** Stated exercise **
Starting at the line containing "Rules: pick out each instance of the white trousers" and ending at the line containing "[[823, 526]]", rewrite that stretch of the material as a JSON list of strings with one string per line, leaving out blank lines.

####

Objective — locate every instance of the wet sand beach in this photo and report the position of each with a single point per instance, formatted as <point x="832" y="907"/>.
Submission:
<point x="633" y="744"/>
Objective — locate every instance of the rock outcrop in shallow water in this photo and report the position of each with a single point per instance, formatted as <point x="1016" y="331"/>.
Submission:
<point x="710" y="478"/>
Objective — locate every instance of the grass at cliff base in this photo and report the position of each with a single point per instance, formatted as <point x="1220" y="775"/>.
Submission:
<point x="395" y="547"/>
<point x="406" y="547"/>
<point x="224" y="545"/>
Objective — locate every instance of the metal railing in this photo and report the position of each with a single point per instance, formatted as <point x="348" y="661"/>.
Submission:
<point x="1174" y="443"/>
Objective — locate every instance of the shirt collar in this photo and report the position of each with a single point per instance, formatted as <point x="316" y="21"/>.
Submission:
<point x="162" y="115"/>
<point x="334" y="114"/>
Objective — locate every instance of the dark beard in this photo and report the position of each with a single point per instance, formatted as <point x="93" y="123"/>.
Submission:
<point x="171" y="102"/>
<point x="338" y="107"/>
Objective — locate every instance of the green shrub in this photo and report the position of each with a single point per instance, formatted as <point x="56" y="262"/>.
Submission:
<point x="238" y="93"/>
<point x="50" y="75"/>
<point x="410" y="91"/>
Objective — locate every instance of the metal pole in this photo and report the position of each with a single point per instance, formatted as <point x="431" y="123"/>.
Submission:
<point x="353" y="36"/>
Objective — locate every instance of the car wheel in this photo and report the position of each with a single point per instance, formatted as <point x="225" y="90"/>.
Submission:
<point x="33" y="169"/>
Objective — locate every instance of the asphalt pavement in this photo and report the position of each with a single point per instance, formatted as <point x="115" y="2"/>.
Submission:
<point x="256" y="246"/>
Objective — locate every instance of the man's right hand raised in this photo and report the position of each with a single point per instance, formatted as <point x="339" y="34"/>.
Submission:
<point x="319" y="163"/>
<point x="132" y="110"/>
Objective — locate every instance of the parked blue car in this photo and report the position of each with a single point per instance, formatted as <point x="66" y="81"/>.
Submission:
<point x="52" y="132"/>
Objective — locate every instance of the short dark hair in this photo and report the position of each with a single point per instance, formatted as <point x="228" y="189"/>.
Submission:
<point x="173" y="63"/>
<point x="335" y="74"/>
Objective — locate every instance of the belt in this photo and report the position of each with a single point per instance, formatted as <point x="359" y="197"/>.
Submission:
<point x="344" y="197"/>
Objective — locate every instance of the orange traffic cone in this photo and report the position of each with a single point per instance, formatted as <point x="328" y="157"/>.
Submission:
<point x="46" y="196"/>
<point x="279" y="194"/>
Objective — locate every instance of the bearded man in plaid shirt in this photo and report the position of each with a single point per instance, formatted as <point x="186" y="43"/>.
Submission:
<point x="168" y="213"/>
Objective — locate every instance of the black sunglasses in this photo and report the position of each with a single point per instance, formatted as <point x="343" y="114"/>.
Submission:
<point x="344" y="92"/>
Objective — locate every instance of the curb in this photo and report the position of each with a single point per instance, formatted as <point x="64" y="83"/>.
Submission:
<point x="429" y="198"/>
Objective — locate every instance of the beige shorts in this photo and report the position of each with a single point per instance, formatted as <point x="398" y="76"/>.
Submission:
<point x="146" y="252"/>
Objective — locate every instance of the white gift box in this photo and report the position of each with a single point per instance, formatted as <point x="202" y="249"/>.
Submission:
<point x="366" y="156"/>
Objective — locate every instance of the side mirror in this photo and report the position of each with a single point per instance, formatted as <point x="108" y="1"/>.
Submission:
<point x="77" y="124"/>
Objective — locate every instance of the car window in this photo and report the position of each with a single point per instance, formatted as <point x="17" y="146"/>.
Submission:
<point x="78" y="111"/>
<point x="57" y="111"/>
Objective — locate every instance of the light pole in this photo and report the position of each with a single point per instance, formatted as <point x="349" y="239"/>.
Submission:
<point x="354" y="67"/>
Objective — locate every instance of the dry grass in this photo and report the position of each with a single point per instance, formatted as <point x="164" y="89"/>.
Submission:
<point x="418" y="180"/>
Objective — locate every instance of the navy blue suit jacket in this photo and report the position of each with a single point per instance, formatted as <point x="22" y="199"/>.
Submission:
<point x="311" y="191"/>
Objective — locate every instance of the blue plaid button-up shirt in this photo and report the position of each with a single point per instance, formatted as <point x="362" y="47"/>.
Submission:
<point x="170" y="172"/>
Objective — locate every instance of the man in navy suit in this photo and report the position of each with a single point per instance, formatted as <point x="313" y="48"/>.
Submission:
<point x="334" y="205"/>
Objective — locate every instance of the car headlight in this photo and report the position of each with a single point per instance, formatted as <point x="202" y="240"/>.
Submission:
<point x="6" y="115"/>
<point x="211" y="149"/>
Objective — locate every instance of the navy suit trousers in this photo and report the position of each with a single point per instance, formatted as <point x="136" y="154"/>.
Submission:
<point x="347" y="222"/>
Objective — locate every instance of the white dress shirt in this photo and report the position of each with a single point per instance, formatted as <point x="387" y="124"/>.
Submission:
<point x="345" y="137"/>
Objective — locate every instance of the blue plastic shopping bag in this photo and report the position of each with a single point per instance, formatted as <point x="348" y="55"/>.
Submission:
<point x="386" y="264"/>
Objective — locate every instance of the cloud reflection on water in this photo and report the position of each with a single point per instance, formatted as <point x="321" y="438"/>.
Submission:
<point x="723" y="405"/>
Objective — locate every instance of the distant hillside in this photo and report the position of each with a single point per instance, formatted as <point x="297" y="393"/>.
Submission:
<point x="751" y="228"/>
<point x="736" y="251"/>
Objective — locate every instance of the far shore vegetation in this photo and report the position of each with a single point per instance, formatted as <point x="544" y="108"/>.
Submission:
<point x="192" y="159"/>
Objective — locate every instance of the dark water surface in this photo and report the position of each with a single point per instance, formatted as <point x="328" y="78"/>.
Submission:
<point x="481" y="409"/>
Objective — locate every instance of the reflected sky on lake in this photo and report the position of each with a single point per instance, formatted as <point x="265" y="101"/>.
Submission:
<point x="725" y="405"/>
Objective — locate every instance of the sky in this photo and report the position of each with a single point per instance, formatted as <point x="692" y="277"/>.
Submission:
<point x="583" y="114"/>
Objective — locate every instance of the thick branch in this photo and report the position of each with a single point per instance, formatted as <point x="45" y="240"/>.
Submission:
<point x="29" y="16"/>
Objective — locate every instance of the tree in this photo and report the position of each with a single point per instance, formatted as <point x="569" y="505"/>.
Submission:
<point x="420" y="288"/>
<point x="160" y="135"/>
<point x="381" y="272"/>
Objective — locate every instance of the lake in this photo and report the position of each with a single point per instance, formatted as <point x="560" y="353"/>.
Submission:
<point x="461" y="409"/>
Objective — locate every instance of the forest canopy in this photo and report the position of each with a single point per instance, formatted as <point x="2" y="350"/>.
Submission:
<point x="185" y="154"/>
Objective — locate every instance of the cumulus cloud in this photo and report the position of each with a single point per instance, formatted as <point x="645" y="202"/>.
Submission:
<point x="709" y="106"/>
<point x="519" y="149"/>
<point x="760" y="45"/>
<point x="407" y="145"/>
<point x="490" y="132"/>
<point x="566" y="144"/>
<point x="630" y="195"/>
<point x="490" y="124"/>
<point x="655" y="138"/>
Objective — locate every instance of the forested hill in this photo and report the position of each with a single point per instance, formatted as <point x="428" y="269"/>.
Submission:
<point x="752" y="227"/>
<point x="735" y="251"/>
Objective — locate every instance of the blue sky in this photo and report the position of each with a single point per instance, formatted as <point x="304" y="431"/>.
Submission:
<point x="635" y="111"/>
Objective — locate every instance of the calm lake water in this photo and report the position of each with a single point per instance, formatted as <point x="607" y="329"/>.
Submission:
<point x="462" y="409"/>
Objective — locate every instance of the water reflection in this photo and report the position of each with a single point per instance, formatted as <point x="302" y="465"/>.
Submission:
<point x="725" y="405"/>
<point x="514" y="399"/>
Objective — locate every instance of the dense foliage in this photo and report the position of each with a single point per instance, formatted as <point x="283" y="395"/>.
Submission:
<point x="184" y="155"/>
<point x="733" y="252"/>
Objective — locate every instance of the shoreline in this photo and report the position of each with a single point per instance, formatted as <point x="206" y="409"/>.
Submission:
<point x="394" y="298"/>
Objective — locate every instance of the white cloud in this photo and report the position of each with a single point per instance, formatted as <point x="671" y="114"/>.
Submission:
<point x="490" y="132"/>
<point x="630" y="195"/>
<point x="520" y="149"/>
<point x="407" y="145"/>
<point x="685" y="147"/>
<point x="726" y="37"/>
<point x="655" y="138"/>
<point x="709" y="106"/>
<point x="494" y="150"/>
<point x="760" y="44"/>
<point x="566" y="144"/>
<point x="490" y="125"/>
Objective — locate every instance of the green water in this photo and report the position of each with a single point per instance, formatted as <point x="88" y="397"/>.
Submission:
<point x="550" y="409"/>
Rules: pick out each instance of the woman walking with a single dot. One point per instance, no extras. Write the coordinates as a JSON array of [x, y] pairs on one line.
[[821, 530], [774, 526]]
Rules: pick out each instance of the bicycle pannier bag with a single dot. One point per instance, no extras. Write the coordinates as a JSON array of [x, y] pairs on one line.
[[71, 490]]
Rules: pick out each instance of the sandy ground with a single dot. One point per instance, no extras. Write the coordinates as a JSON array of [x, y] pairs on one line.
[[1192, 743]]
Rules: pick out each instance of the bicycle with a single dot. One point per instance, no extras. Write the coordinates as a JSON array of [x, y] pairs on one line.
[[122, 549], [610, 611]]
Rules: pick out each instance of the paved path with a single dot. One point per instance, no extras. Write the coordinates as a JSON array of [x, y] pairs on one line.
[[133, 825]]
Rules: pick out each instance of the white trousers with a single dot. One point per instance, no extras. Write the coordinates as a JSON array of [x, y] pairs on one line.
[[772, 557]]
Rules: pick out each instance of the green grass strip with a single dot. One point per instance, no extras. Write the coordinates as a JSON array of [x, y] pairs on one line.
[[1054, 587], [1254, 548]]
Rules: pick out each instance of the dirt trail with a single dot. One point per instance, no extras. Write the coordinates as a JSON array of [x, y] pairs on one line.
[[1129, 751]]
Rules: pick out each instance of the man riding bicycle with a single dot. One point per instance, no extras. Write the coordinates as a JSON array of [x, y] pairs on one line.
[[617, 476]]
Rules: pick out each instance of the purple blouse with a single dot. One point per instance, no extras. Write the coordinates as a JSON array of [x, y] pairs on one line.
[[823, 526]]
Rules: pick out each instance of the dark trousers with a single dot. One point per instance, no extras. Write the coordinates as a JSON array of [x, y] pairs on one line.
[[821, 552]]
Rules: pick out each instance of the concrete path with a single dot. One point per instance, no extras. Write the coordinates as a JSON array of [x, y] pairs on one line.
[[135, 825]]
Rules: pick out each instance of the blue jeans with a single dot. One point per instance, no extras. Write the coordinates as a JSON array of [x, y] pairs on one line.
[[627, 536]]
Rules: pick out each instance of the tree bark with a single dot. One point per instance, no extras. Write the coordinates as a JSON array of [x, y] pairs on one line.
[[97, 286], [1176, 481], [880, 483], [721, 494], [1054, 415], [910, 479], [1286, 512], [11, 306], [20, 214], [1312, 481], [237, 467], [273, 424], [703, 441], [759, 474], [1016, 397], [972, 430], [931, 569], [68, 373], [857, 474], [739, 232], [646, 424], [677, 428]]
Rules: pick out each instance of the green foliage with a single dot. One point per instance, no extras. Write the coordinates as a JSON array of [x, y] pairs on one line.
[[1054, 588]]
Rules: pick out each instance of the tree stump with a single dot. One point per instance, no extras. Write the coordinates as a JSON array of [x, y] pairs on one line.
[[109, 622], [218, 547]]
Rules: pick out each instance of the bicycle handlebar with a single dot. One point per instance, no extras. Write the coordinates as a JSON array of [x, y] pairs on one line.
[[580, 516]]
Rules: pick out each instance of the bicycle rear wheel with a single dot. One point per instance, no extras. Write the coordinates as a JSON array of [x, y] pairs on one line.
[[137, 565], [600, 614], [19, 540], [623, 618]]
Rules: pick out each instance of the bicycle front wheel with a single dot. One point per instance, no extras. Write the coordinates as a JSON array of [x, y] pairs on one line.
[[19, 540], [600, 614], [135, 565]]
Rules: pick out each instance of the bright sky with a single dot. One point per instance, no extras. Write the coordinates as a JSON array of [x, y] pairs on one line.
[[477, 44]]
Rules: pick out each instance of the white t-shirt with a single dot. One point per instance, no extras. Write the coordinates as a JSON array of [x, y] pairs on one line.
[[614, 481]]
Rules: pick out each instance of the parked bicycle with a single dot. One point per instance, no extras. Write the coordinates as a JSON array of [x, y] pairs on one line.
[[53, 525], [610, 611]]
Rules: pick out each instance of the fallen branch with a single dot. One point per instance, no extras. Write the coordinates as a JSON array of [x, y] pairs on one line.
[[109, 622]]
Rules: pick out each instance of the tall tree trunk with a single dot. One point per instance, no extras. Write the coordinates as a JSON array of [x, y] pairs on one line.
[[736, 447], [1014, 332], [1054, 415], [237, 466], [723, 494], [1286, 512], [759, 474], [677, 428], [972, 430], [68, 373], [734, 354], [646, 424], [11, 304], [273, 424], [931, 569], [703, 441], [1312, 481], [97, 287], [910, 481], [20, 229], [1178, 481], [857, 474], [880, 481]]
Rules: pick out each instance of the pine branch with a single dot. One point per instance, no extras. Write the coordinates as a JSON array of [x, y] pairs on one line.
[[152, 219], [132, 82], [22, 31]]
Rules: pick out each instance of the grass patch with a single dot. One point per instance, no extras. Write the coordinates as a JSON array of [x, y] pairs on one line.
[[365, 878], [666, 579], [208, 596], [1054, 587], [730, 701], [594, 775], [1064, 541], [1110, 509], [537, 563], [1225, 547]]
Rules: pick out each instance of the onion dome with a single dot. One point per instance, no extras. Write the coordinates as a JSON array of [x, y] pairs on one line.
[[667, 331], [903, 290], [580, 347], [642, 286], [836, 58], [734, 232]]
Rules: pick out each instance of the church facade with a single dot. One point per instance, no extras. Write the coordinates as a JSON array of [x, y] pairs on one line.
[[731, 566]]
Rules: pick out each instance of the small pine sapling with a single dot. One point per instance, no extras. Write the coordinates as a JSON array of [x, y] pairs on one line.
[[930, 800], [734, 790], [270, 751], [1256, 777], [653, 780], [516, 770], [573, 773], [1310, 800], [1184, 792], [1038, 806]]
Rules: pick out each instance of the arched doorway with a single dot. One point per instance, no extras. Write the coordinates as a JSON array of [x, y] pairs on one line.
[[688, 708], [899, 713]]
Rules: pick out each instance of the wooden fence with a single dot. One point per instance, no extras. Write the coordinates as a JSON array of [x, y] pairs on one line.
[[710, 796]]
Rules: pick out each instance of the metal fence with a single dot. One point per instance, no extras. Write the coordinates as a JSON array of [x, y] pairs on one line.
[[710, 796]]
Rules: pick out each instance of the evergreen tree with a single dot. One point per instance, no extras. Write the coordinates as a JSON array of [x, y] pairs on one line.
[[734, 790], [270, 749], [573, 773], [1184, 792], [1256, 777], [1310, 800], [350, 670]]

####

** Written solution **
[
  "Rules: pick out each instance of the white trousers with a single dot. One point per instance, no extras. Write the coordinates as a JSON array of [x, y] pairs on one line.",
  "[[772, 557]]",
  "Rules: pick out each instance of the green grass strip with a single dot. One point per instance, no extras. Write the coordinates as a JSON array of [x, y] pairs on one line.",
  "[[1054, 587], [1254, 548]]",
  "Rules: pick out each instance of the dirt trail with a single dot. One point per instance, no extras. Write the coordinates as a JSON array of [x, y] pairs on one line.",
  "[[1129, 751]]",
  "Rules: pick out each instance of the man riding bicycle with a single dot. One point per instance, no extras. Write the coordinates as a JSON array of [x, y] pairs on one line.",
  "[[617, 476]]",
  "Rules: pick out each instance of the purple blouse with a single dot. One point per instance, no extras. Write the coordinates as a JSON array of [x, y] pairs on one line.",
  "[[823, 526]]"
]